■ **O QUE SE PEDE**:
[a] Com base no texto sobre o amor, explique em uma a três frases por que o interesse verdadeiro e descompromissado chega acompanhado de certezas e de comemoração, e não de prudência.
[b] Traduza para o inglês a seguinte frase do texto sobre o amor: "Preferem, os humanos, entregar-se aos desígnios do cupido, sem muito titubeio ou ponderação."

■ **FONTE**:
——

Se o amor da sua vida fosse J. D. Salinger

Comparativamente, muito pouco se especula sobre o Amor. Preferem, os humanos, entregar-se aos desígnios do cupido, sem muito titubeio ou ponderação. Na nossa sociedade, fria e cortante, o interesse verdadeiro e descompromissado (pelo outro e do outro por nós) se manifesta em ocasiões tão raras e tão inéditas que já chega acompanhado de certezas e de comemoração — nunca de prudência ou lucidez. (Ceticismo? Só se for de fachada. Não dura muito.)

——

Dados de anotação de localização de objetos:
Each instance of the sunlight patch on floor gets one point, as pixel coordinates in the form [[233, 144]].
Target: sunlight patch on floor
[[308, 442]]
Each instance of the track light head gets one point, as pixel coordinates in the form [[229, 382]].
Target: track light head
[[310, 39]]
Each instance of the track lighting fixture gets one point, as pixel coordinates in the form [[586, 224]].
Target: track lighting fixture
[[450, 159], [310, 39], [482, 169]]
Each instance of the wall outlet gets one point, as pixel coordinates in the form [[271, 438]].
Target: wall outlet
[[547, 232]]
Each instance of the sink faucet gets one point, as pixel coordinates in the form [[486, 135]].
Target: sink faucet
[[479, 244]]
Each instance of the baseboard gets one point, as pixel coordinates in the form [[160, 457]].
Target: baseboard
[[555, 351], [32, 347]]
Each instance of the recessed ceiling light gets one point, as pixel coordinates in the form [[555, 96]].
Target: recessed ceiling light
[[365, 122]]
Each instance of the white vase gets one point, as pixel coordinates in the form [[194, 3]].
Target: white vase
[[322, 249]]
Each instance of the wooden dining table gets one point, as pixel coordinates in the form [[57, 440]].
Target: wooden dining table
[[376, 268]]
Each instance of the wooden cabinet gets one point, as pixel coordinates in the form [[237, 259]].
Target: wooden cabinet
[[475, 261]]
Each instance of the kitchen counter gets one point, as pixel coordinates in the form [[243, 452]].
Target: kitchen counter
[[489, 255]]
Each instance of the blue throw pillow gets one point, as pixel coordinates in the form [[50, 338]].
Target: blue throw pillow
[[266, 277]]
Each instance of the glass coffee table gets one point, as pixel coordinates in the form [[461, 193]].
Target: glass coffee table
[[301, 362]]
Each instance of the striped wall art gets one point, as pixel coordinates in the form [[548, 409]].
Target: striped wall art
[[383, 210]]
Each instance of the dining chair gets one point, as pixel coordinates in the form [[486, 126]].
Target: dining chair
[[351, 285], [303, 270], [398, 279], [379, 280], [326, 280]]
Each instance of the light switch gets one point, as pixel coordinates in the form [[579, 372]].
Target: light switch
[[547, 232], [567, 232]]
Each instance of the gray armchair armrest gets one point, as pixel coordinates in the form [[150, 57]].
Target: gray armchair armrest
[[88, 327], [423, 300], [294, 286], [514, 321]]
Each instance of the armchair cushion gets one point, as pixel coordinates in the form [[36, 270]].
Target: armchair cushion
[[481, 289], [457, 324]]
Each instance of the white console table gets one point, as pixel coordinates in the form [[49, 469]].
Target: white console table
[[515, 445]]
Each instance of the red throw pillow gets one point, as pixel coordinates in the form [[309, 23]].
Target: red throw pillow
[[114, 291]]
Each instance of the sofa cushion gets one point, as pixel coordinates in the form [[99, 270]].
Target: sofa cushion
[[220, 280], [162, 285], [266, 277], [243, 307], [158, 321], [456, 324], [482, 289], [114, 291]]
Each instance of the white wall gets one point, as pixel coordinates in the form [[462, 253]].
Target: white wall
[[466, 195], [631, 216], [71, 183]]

——

■ **RESPOSTAS**:
[a] Na sociedade fria e cortante descrita, esse interesse se manifesta em ocasiões tão raras e tão inéditas que, quando surge, já é recebido com certezas e comemoração. Não sobra espaço para prudência ou lucidez.

[b] Humans prefer to surrender to Cupid's designs, without much hesitation or deliberation.